WHAT YOU HAVE TO DO: Copy out every line of the listing below that contains the word "vest".

AVAILABLE RECORDS:

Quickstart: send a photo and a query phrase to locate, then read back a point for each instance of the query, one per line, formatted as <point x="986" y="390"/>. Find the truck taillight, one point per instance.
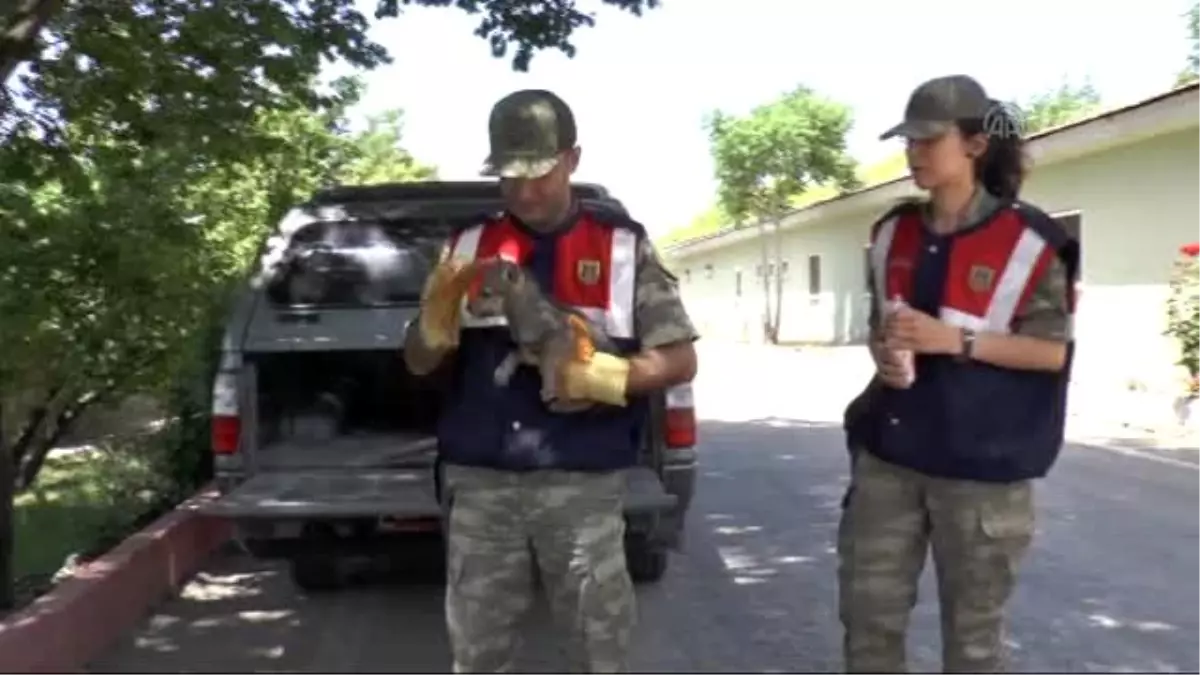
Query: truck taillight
<point x="681" y="418"/>
<point x="226" y="420"/>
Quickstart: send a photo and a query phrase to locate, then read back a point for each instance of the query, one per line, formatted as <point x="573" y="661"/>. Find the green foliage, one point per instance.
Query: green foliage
<point x="376" y="154"/>
<point x="1183" y="312"/>
<point x="778" y="151"/>
<point x="531" y="25"/>
<point x="1060" y="106"/>
<point x="1192" y="71"/>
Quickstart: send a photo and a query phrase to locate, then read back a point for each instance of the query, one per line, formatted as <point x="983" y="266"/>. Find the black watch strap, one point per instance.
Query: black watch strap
<point x="967" y="352"/>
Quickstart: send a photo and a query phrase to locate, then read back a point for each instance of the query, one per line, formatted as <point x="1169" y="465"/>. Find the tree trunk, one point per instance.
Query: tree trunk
<point x="779" y="279"/>
<point x="767" y="323"/>
<point x="21" y="30"/>
<point x="7" y="494"/>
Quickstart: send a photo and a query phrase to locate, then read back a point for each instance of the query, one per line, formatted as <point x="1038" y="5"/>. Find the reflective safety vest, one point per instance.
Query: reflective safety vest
<point x="969" y="419"/>
<point x="589" y="267"/>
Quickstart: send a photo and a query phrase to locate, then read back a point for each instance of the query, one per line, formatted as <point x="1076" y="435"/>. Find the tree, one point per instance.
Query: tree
<point x="1191" y="72"/>
<point x="1060" y="106"/>
<point x="298" y="35"/>
<point x="771" y="157"/>
<point x="377" y="156"/>
<point x="114" y="255"/>
<point x="144" y="149"/>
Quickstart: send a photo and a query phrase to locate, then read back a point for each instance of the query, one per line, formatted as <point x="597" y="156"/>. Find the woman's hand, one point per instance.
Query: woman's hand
<point x="912" y="329"/>
<point x="891" y="370"/>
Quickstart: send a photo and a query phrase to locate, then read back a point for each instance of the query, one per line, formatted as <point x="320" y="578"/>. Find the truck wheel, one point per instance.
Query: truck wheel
<point x="317" y="573"/>
<point x="647" y="562"/>
<point x="315" y="568"/>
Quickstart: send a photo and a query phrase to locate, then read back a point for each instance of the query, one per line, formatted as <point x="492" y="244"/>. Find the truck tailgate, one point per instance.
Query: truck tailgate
<point x="397" y="493"/>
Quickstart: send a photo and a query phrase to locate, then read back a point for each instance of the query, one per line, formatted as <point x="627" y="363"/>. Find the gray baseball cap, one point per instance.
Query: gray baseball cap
<point x="936" y="105"/>
<point x="528" y="130"/>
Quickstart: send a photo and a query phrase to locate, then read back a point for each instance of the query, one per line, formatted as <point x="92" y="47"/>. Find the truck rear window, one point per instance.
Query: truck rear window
<point x="359" y="263"/>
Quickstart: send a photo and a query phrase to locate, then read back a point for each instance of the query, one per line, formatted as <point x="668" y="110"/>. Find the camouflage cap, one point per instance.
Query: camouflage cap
<point x="939" y="103"/>
<point x="528" y="130"/>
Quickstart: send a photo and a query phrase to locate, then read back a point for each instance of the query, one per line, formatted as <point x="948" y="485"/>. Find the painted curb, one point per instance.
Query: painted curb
<point x="73" y="623"/>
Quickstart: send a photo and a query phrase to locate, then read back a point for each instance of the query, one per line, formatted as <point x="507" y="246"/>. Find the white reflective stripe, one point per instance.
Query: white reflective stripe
<point x="681" y="396"/>
<point x="880" y="251"/>
<point x="225" y="394"/>
<point x="595" y="315"/>
<point x="467" y="244"/>
<point x="622" y="284"/>
<point x="964" y="320"/>
<point x="1007" y="294"/>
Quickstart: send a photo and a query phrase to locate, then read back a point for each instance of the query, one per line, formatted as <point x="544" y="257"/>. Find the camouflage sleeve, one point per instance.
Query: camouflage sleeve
<point x="1047" y="314"/>
<point x="658" y="308"/>
<point x="873" y="317"/>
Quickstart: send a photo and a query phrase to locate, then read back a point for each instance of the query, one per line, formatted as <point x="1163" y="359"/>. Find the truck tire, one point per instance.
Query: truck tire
<point x="647" y="562"/>
<point x="316" y="569"/>
<point x="317" y="573"/>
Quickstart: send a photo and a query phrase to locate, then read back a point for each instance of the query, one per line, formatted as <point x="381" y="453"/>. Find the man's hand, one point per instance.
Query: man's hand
<point x="912" y="329"/>
<point x="604" y="378"/>
<point x="442" y="304"/>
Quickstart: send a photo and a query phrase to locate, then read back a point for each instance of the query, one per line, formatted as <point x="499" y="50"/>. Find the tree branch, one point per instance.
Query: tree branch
<point x="21" y="34"/>
<point x="31" y="464"/>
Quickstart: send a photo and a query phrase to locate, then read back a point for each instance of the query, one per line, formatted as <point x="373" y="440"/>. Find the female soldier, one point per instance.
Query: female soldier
<point x="978" y="287"/>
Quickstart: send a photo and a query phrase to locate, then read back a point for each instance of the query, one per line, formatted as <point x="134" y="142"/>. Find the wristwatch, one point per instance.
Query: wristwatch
<point x="967" y="352"/>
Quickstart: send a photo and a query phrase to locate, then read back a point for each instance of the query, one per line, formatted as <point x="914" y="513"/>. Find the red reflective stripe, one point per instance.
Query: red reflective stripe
<point x="583" y="267"/>
<point x="901" y="257"/>
<point x="681" y="428"/>
<point x="226" y="432"/>
<point x="501" y="237"/>
<point x="978" y="261"/>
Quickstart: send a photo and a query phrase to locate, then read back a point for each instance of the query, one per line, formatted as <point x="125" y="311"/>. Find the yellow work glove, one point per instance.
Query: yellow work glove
<point x="441" y="317"/>
<point x="603" y="378"/>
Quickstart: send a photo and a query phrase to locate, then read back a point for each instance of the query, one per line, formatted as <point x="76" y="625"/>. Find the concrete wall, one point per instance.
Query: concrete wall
<point x="1138" y="204"/>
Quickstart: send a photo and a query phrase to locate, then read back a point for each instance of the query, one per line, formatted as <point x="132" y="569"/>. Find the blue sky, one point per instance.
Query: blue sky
<point x="641" y="87"/>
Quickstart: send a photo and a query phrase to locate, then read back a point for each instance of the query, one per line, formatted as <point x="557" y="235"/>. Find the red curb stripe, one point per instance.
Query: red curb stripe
<point x="81" y="617"/>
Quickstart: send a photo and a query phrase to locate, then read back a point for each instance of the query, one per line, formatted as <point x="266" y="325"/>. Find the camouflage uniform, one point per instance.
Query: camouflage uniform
<point x="978" y="533"/>
<point x="508" y="529"/>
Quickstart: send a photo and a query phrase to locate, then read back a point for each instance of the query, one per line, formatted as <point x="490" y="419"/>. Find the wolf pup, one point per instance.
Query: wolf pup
<point x="545" y="332"/>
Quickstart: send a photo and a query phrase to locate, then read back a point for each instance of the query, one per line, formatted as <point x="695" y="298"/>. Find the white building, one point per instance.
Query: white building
<point x="1127" y="180"/>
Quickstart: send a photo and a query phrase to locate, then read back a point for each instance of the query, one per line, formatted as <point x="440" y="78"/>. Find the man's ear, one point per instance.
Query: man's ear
<point x="573" y="159"/>
<point x="977" y="145"/>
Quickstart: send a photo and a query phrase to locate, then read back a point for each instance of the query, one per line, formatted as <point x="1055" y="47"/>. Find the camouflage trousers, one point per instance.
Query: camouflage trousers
<point x="504" y="531"/>
<point x="978" y="533"/>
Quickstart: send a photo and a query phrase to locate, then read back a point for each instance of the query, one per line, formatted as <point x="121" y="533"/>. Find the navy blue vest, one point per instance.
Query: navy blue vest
<point x="967" y="419"/>
<point x="587" y="266"/>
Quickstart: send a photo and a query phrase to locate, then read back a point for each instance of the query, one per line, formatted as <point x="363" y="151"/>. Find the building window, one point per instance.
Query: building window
<point x="814" y="275"/>
<point x="867" y="267"/>
<point x="1071" y="222"/>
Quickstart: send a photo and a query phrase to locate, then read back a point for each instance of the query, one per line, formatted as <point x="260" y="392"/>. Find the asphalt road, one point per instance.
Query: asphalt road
<point x="1110" y="584"/>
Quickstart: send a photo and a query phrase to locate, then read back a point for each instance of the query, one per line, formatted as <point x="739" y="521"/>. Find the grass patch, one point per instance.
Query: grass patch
<point x="83" y="503"/>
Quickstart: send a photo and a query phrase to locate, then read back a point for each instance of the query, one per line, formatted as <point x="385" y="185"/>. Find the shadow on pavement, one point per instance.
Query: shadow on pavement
<point x="753" y="590"/>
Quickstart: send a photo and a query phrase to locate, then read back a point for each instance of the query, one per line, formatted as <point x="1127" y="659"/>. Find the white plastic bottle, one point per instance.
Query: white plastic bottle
<point x="906" y="357"/>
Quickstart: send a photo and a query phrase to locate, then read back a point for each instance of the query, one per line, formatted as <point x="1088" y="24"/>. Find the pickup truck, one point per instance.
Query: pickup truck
<point x="323" y="443"/>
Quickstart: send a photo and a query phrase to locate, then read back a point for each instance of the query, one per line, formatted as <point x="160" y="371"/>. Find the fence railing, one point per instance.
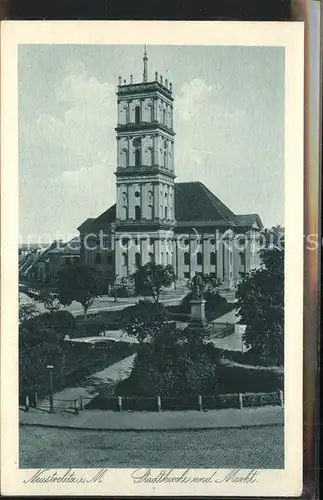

FINAL RESULT:
Quickstart: send a photo and a query phrase to locate, then read back a point for each instance of the query, one per line, formatted as <point x="1038" y="5"/>. Find the reflective safety vest, one point per instance.
Query: reflective safety vest
Quickstart: send a photo and a query phrase to locate, then read back a point for each instance of the query, one per line, formatted as <point x="121" y="533"/>. Find the navy blue vest, one point per instance.
Query: navy blue vest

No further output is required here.